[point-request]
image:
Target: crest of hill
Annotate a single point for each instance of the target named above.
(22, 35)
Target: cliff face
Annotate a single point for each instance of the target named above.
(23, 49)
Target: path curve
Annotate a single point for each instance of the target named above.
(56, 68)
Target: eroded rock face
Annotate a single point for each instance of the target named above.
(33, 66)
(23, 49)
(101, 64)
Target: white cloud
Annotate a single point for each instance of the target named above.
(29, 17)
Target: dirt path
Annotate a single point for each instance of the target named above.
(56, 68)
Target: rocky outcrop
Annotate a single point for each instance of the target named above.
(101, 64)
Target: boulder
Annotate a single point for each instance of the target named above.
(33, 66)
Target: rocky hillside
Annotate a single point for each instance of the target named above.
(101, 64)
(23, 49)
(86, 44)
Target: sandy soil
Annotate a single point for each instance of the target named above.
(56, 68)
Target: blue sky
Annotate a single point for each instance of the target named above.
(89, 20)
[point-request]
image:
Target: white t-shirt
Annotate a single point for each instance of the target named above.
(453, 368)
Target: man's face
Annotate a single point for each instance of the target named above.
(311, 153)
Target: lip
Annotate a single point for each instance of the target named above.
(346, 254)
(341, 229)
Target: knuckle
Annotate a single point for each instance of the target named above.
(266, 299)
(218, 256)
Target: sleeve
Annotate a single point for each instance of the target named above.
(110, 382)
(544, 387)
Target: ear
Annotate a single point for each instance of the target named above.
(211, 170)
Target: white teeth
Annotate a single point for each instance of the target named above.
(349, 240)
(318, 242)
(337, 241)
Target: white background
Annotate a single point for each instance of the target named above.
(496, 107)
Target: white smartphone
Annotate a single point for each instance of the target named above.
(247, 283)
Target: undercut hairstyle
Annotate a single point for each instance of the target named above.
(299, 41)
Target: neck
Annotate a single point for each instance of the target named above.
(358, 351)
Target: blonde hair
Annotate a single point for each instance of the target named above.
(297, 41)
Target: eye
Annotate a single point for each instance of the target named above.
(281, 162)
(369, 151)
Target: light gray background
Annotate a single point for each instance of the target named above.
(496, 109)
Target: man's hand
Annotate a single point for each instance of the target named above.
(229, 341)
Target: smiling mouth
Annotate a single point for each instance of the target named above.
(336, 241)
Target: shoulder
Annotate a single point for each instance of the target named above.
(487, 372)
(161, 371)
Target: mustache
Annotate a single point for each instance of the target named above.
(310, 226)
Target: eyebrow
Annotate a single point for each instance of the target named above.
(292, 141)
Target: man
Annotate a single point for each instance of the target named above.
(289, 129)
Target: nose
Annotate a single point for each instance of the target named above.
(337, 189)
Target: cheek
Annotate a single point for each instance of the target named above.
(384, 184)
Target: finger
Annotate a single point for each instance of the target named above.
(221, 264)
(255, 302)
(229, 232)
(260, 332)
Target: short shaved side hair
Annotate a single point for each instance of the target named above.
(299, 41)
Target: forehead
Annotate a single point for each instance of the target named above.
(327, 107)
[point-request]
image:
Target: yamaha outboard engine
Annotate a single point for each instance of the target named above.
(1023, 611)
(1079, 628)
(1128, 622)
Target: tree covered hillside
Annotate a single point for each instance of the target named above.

· · · · ·

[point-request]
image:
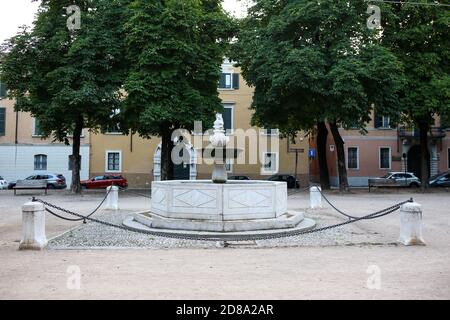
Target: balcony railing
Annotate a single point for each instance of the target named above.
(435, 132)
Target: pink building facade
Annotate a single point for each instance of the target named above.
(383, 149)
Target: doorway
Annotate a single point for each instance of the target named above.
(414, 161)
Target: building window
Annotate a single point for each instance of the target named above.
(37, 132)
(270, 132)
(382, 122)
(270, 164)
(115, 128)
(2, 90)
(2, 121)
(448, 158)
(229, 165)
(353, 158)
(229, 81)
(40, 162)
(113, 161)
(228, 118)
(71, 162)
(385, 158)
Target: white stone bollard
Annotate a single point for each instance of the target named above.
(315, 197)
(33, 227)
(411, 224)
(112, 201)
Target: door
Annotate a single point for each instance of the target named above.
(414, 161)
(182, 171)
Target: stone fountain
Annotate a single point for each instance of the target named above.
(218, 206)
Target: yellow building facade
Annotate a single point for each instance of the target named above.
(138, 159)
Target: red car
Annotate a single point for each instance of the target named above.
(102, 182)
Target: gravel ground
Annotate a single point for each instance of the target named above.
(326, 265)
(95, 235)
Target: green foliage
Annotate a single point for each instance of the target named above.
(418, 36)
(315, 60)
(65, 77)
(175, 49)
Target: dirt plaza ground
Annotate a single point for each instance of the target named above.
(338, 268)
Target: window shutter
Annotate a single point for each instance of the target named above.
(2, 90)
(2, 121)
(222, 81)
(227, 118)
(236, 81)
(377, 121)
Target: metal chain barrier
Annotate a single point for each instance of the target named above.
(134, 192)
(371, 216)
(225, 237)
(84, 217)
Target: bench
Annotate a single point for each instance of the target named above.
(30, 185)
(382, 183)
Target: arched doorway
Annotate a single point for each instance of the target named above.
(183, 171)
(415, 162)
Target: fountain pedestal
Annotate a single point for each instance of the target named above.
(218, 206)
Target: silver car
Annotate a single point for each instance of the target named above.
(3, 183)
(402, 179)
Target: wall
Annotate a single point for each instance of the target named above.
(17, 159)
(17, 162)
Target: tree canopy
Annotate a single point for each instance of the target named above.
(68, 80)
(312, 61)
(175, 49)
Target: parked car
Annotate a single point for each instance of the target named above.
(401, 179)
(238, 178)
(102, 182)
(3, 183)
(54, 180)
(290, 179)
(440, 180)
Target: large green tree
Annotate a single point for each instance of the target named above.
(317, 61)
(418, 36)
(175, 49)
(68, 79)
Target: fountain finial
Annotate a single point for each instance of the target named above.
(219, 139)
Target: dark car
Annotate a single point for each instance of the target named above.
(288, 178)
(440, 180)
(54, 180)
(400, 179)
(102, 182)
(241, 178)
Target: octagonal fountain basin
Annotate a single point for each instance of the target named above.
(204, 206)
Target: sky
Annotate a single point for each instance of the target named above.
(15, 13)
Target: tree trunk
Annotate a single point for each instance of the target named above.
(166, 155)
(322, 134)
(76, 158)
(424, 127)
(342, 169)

· · · · ·

◆ AIM OF THE TASK ◆
Display each line of the data where "face" occurs.

◆ COMPLETED EXERCISE ◆
Target: cliff face
Target: eroded rock face
Target: man's face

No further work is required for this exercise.